:: Task goal ::
Count the lines below that contain the word "green". Reply with the number alone.

# # # # # # #

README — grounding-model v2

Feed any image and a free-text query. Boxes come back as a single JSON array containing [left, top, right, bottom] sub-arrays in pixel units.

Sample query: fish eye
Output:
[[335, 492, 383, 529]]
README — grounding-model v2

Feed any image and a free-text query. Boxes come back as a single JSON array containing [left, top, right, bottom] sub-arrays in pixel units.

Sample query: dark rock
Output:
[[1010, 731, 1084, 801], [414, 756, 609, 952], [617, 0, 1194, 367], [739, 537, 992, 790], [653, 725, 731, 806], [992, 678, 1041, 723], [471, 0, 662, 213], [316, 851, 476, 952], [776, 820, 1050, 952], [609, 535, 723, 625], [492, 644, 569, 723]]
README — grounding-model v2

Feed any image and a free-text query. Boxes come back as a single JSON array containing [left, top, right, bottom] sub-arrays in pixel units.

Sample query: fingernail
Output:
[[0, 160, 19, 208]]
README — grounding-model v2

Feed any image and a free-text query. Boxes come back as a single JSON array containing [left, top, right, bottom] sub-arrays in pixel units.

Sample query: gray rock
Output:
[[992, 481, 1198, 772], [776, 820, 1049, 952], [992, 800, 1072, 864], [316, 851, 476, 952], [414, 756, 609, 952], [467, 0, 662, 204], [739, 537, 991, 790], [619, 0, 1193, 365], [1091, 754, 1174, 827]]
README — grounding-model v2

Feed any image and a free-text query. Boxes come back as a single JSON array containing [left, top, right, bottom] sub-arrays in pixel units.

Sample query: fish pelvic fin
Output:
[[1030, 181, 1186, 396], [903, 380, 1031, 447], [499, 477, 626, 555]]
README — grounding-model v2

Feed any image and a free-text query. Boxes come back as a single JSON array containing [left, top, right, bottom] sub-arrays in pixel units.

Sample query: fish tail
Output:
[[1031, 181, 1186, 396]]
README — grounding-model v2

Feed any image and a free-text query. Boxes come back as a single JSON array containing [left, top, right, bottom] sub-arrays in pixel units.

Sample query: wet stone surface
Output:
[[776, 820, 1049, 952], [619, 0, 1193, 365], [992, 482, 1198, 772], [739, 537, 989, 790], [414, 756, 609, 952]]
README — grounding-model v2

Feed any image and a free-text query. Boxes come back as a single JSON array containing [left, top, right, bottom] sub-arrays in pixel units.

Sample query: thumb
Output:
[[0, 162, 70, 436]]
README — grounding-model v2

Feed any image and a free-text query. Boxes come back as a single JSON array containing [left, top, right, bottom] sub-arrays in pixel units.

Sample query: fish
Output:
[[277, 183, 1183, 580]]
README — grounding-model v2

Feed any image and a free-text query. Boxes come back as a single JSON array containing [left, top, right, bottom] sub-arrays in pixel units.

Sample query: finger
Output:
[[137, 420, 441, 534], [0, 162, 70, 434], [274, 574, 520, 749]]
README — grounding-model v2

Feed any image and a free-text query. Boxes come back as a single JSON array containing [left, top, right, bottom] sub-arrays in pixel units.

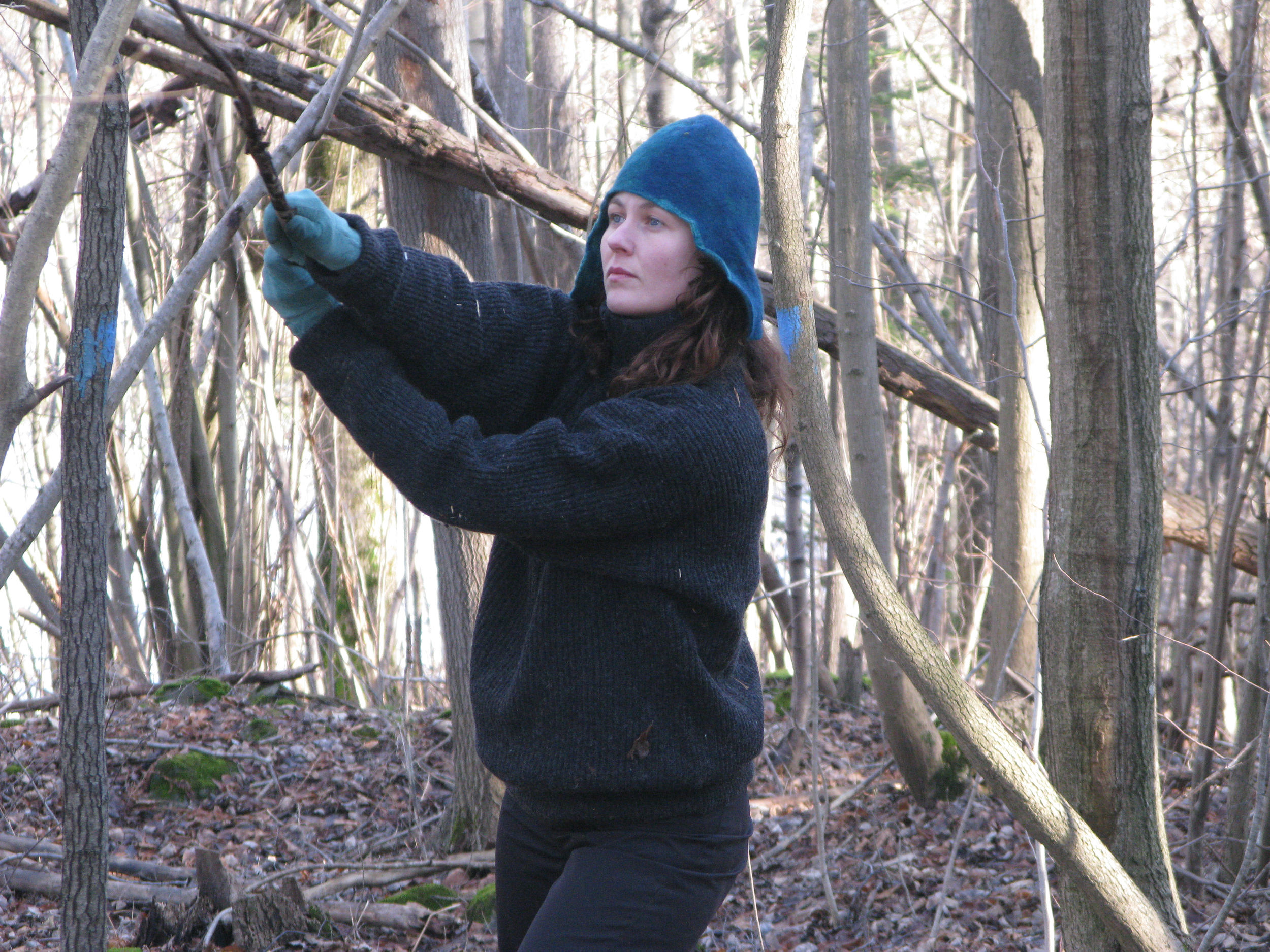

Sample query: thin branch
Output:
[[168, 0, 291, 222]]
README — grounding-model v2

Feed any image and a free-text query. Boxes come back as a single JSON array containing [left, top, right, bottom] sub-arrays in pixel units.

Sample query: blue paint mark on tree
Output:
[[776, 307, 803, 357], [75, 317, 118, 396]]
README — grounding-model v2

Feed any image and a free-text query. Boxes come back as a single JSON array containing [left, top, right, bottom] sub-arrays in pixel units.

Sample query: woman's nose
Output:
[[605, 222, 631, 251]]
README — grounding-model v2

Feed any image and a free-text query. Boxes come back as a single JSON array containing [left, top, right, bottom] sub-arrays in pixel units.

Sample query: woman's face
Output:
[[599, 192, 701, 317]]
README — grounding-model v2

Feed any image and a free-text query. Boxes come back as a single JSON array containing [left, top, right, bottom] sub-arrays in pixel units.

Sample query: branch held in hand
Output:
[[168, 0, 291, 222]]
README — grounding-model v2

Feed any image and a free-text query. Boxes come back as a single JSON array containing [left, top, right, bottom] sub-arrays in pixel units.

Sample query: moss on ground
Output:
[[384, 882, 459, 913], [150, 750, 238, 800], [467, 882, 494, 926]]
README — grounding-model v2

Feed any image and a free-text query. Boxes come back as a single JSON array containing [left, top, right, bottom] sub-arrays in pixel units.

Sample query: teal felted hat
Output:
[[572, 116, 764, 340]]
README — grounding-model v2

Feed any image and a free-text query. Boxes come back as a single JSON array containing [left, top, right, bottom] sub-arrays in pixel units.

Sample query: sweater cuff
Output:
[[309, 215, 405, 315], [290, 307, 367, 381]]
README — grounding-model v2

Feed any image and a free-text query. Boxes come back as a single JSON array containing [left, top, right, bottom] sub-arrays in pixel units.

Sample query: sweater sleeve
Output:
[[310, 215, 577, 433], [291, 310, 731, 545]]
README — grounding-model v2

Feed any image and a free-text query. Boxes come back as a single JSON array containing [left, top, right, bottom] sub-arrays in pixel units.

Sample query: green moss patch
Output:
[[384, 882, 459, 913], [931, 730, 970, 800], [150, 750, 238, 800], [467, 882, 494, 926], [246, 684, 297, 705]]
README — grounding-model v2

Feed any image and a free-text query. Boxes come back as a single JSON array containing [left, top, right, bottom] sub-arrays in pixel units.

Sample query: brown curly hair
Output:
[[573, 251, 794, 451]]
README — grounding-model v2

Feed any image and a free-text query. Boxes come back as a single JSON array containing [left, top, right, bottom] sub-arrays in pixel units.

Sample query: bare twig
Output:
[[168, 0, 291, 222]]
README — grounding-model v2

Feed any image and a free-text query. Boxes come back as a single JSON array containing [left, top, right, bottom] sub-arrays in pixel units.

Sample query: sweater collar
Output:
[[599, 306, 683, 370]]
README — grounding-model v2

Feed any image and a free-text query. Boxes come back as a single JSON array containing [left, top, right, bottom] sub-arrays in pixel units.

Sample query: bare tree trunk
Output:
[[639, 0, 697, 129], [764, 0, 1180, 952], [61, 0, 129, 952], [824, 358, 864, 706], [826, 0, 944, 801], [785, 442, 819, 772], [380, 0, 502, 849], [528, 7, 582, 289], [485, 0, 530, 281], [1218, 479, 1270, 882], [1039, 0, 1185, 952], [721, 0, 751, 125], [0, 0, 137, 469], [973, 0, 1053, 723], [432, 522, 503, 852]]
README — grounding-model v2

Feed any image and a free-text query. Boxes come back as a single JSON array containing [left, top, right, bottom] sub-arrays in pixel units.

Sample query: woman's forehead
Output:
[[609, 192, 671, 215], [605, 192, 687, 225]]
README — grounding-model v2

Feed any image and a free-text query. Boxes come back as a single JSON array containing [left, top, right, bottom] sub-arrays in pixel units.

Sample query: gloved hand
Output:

# # # # # # #

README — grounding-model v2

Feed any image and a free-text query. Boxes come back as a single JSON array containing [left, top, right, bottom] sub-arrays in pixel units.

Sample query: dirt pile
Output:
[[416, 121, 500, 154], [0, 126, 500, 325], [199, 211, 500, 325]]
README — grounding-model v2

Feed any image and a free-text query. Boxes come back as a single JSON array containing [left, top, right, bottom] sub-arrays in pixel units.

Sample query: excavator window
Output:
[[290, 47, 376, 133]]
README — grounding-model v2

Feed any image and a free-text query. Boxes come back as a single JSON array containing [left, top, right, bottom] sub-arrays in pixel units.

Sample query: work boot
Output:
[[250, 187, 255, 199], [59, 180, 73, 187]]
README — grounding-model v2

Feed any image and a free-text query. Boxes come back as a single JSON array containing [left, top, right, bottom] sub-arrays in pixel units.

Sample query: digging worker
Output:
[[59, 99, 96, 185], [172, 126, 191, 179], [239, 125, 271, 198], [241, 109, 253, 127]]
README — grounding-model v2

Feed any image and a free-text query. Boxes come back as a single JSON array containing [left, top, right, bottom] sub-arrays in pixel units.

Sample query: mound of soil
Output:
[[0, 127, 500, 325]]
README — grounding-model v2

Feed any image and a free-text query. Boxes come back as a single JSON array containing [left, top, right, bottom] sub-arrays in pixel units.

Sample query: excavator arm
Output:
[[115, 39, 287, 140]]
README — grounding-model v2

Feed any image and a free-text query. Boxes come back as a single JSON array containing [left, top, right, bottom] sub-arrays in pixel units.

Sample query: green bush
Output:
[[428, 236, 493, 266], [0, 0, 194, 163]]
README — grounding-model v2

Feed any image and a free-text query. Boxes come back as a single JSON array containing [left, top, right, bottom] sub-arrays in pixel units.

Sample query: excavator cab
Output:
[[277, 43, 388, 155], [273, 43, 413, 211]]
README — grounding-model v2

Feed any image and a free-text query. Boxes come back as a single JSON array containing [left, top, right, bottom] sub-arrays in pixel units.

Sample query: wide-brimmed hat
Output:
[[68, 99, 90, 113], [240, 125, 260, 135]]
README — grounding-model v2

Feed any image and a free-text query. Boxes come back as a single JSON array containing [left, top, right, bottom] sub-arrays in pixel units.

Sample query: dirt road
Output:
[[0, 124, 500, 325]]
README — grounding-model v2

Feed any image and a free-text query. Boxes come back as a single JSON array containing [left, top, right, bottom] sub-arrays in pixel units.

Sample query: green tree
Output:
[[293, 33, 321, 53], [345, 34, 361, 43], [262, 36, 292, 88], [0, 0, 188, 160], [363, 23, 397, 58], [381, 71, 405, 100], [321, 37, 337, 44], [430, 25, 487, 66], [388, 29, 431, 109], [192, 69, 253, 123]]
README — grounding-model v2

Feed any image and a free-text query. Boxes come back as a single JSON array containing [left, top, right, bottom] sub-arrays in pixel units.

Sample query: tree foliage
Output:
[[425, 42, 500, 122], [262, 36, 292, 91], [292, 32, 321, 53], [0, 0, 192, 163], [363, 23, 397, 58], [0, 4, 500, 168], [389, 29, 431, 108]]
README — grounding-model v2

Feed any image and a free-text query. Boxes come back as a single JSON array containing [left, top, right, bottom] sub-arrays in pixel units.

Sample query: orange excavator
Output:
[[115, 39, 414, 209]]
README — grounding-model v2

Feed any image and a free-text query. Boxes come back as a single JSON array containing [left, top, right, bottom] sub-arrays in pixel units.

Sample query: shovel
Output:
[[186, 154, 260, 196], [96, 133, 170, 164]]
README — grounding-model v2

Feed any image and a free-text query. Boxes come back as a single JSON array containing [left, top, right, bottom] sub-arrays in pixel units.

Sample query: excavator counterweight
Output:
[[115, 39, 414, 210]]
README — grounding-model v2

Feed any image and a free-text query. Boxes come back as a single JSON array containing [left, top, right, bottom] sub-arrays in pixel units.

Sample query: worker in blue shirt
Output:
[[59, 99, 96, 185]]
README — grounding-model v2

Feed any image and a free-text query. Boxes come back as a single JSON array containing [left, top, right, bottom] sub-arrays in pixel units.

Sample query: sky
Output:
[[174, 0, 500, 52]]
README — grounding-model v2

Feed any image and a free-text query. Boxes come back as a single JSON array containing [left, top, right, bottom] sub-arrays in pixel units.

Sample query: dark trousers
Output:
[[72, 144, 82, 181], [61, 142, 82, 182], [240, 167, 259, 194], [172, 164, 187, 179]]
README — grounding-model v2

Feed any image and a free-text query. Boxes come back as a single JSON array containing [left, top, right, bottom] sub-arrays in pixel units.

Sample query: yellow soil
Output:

# # # # # # #

:: Answer to this task ::
3